TASK OBJECTIVE: Transcribe each line of the records below exactly, excluding any embedded images.

MATERIAL FOR THIS EXERCISE:
● ● ●

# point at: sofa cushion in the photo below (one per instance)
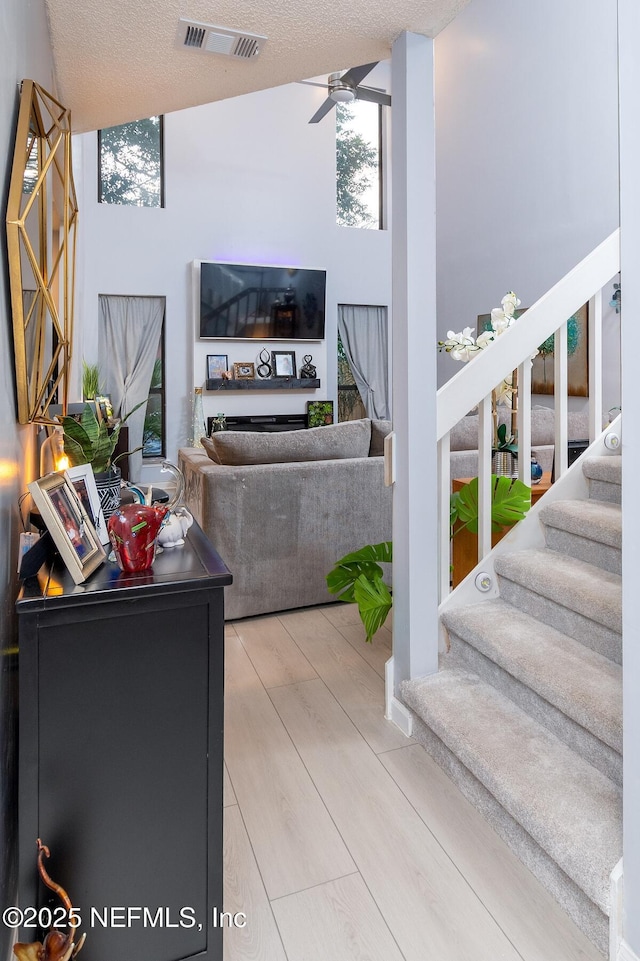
(333, 442)
(379, 430)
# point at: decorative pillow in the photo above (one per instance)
(235, 448)
(379, 430)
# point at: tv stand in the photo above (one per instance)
(263, 422)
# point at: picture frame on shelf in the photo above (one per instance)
(69, 525)
(217, 365)
(104, 408)
(83, 482)
(244, 371)
(319, 413)
(283, 363)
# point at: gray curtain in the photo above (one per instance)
(363, 331)
(129, 334)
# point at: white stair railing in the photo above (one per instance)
(472, 386)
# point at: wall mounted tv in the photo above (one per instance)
(262, 303)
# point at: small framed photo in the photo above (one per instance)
(244, 371)
(104, 408)
(69, 525)
(319, 413)
(217, 365)
(283, 363)
(83, 482)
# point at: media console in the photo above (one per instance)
(263, 422)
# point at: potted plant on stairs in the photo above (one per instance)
(358, 578)
(90, 441)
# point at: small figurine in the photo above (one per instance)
(174, 529)
(308, 371)
(264, 367)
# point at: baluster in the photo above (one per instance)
(561, 390)
(444, 524)
(485, 441)
(524, 422)
(595, 365)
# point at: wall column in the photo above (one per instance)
(629, 74)
(415, 599)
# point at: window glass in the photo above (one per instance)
(358, 164)
(130, 164)
(350, 406)
(153, 438)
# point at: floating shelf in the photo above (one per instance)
(271, 383)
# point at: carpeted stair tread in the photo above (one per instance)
(604, 468)
(584, 685)
(568, 807)
(591, 519)
(574, 584)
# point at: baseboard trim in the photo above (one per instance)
(394, 709)
(616, 900)
(625, 953)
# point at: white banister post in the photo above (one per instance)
(561, 449)
(524, 422)
(485, 437)
(595, 365)
(414, 332)
(629, 93)
(444, 531)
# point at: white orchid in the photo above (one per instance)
(485, 338)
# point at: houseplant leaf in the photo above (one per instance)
(510, 501)
(374, 601)
(365, 561)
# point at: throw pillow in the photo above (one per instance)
(334, 442)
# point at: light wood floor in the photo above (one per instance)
(344, 841)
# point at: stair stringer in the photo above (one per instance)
(528, 533)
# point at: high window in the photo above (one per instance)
(359, 164)
(130, 164)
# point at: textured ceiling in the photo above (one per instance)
(117, 61)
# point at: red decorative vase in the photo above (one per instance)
(133, 531)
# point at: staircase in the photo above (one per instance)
(525, 713)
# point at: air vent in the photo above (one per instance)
(221, 40)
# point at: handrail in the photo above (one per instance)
(478, 378)
(472, 386)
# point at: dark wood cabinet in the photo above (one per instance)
(120, 752)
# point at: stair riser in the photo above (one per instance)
(575, 902)
(599, 754)
(593, 552)
(602, 491)
(594, 635)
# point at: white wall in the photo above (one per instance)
(24, 53)
(527, 150)
(248, 180)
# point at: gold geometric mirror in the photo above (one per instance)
(42, 215)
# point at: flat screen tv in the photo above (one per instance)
(262, 303)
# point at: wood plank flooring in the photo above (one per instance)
(344, 841)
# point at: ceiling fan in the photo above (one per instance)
(345, 88)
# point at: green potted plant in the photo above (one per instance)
(91, 441)
(90, 380)
(358, 578)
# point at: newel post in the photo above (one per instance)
(415, 504)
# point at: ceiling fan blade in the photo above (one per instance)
(357, 74)
(312, 83)
(328, 105)
(373, 96)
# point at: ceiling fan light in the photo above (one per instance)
(342, 94)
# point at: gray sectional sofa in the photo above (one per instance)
(464, 438)
(281, 508)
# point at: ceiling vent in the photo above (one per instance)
(221, 40)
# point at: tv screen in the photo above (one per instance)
(262, 303)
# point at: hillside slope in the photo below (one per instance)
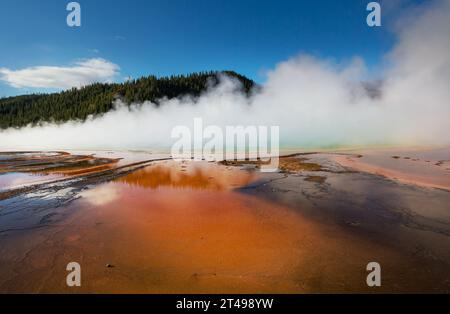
(95, 99)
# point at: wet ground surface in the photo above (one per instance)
(201, 227)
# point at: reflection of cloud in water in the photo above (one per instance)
(102, 195)
(187, 175)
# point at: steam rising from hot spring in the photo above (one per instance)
(315, 103)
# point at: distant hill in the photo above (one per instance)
(96, 99)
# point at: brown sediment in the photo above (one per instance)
(174, 227)
(186, 236)
(53, 163)
(291, 163)
(408, 172)
(317, 179)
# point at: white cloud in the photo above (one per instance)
(81, 73)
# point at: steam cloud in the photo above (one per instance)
(316, 103)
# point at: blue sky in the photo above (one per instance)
(167, 37)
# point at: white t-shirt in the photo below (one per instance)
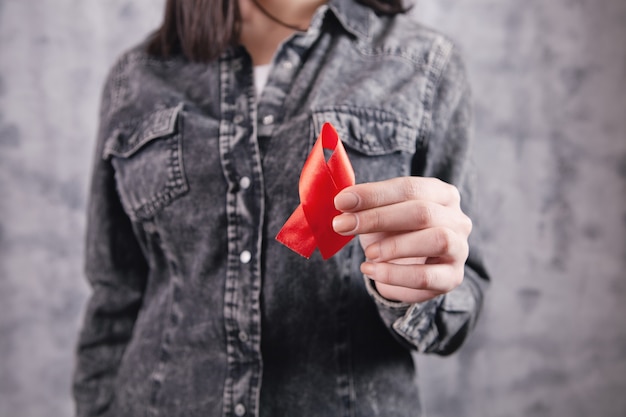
(261, 72)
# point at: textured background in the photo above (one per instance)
(550, 91)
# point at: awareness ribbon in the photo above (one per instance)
(310, 225)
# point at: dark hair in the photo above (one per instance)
(202, 29)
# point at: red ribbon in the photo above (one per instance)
(310, 225)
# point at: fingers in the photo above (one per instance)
(403, 216)
(371, 195)
(437, 278)
(440, 243)
(406, 295)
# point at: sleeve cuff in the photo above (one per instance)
(411, 323)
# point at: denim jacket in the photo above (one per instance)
(196, 309)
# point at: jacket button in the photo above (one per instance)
(268, 120)
(244, 183)
(240, 410)
(245, 256)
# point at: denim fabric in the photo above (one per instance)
(196, 310)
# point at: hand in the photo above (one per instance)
(414, 234)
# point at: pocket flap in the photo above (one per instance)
(129, 137)
(369, 131)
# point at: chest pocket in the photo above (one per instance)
(147, 158)
(380, 144)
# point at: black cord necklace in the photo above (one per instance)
(277, 20)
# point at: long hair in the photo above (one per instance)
(201, 30)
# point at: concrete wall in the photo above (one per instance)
(550, 89)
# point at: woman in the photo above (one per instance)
(196, 309)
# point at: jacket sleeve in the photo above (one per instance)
(116, 270)
(442, 324)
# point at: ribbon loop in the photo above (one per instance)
(310, 225)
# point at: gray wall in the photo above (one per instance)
(550, 91)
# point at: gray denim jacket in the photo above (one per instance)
(196, 309)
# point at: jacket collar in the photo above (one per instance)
(354, 17)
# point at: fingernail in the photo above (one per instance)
(346, 201)
(345, 223)
(368, 268)
(373, 251)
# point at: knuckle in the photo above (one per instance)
(455, 194)
(390, 249)
(443, 240)
(427, 278)
(383, 274)
(410, 188)
(469, 225)
(422, 215)
(457, 278)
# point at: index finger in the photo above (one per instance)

● ● ●

THE ANSWER:
# point at: sofa cushion in the photo below (one per instance)
(333, 442)
(379, 430)
# point at: decorative pillow in the photo above (one per instance)
(235, 448)
(379, 430)
# point at: tv stand in the photo above (one per instance)
(263, 422)
# point at: picture frame on shelf in the photo above (one per instance)
(69, 525)
(217, 365)
(104, 408)
(83, 482)
(244, 371)
(319, 413)
(283, 363)
# point at: gray curtain in the photo above (one per instance)
(363, 331)
(129, 334)
# point at: white stair railing in the photo above (one per instance)
(472, 386)
# point at: wall mounted tv in the photo above (one per instance)
(262, 303)
# point at: small framed photo in the photo above (one per instance)
(244, 371)
(104, 408)
(69, 525)
(319, 413)
(217, 365)
(283, 363)
(83, 482)
# point at: media console in the photo above (one per instance)
(263, 422)
# point at: potted plant on stairs in the photo above (one per instance)
(358, 578)
(90, 441)
# point at: small figurine in the photo above (one per instance)
(174, 529)
(308, 371)
(264, 367)
# point at: baluster in the photo above (one per instance)
(561, 390)
(444, 524)
(485, 441)
(524, 422)
(595, 365)
# point at: wall column in the photo above (one per instance)
(629, 74)
(415, 599)
# point at: window glass in the photo above (one per instance)
(358, 164)
(130, 164)
(350, 406)
(153, 438)
# point at: floating shelf in the photo above (one per instance)
(271, 383)
# point at: carpeted stair tread in the photo above (one per instance)
(604, 468)
(584, 685)
(568, 807)
(591, 519)
(574, 584)
# point at: baseboard trim in the photo above (one per instance)
(394, 709)
(616, 900)
(625, 953)
# point at: white banister post in the photo above (one per instance)
(561, 449)
(524, 422)
(485, 437)
(595, 365)
(414, 332)
(629, 93)
(444, 531)
# point at: white orchid in the photo above (one per instance)
(485, 338)
# point at: houseplant leaf in the photo above (one per instance)
(510, 501)
(374, 601)
(365, 561)
# point at: throw pillow in the photo above (one per instance)
(334, 442)
# point at: light wood floor in the photo above (one per instance)
(344, 841)
# point at: stair stringer in the photo above (one per instance)
(528, 533)
# point at: high window in the photo above (one per instance)
(359, 164)
(130, 164)
# point at: textured ceiling in the photo above (one per instance)
(117, 61)
# point at: red decorative vase in the photo above (one per instance)
(133, 531)
# point at: staircase in the photo above (one per instance)
(525, 713)
# point at: air vent in the photo above (one per instance)
(221, 40)
# point at: handrail in the photo above (one per instance)
(478, 378)
(472, 386)
# point at: dark wood cabinet in the photo above (one per instance)
(120, 752)
# point at: stair riser in the photo above (one per instance)
(575, 902)
(599, 754)
(593, 552)
(602, 491)
(594, 635)
# point at: white wall in the photo above (one per instance)
(24, 53)
(527, 150)
(248, 180)
# point at: gold geometric mirror in the photo above (one per instance)
(42, 215)
# point at: flat screen tv in the photo above (one per instance)
(262, 303)
# point at: wood plank flooring in the photo above (one per instance)
(344, 841)
# point at: ceiling fan in the photo above (one per instance)
(345, 88)
# point at: green potted plant in the photo above (one per instance)
(91, 441)
(90, 380)
(358, 578)
# point at: newel post in the photo above (one per instance)
(415, 504)
# point at: ceiling fan blade in the photo above (one per instance)
(357, 74)
(312, 83)
(328, 105)
(373, 96)
# point at: ceiling fan light in the photo above (one per instance)
(342, 94)
# point at: gray sectional sofa in the photo above (one per instance)
(464, 438)
(281, 508)
# point at: ceiling vent in the photo above (one per instance)
(221, 40)
# point at: tv screen in the photo above (one per instance)
(262, 303)
# point at: hillside slope in the photo below (one per instance)
(95, 99)
# point at: wet ground surface in the photo above (one per instance)
(201, 227)
# point at: reflection of cloud in water in the photo above (one per instance)
(102, 195)
(187, 175)
# point at: steam rising from hot spring in the photo above (one per instance)
(315, 103)
# point at: distant hill in the photo above (one per instance)
(96, 99)
# point at: brown sediment in the photo above (one per instance)
(174, 227)
(186, 236)
(53, 163)
(291, 163)
(408, 172)
(317, 179)
# point at: white cloud in the photo above (one per instance)
(81, 73)
# point at: steam cloud in the photo above (one per instance)
(316, 103)
# point at: blue sky in the photo above (one per instance)
(167, 37)
# point at: white t-shirt in the photo below (one per instance)
(261, 72)
# point at: textured background in the photo above (one per instance)
(550, 91)
# point at: awareness ribbon in the photo above (one per instance)
(310, 225)
# point at: dark hair in the photo above (one per instance)
(202, 29)
# point at: red ribbon in the photo above (one per instance)
(310, 225)
# point at: fingers in the photo above (one per instance)
(403, 216)
(371, 195)
(437, 278)
(440, 243)
(406, 295)
# point at: sleeve cuff in the photo above (one per instance)
(411, 323)
# point at: denim jacket in the photo above (one per instance)
(196, 309)
# point at: jacket button in the photo above (one per instance)
(268, 120)
(244, 183)
(240, 410)
(245, 256)
# point at: denim fabric in the photo above (one per instance)
(196, 310)
# point at: hand in the photo above (one per instance)
(414, 234)
# point at: pocket flap in the photo above (one per instance)
(129, 137)
(369, 131)
# point at: chest pocket in the photo above (one per instance)
(147, 158)
(380, 144)
# point at: black cord necklace in the photo above (one per instance)
(277, 20)
# point at: long hair in the photo above (one per instance)
(201, 30)
# point at: concrete wall in the photo above (one per instance)
(550, 89)
# point at: woman in the photo above (one per instance)
(196, 309)
# point at: jacket sleeve in the photo above (one per instance)
(116, 270)
(442, 324)
# point at: ribbon loop in the photo above (one per instance)
(310, 225)
# point at: gray wall in the photo above (one per instance)
(550, 91)
# point at: gray denim jacket in the photo above (one per instance)
(196, 309)
# point at: jacket collar in the photo above (one per instance)
(354, 17)
# point at: fingernail in the photo above (one per instance)
(346, 201)
(345, 223)
(368, 268)
(373, 251)
# point at: knuckle in the photo above (one per instance)
(455, 194)
(390, 249)
(443, 240)
(427, 278)
(383, 274)
(410, 188)
(469, 225)
(422, 215)
(457, 278)
# point at: index finger in the photo above (one per instance)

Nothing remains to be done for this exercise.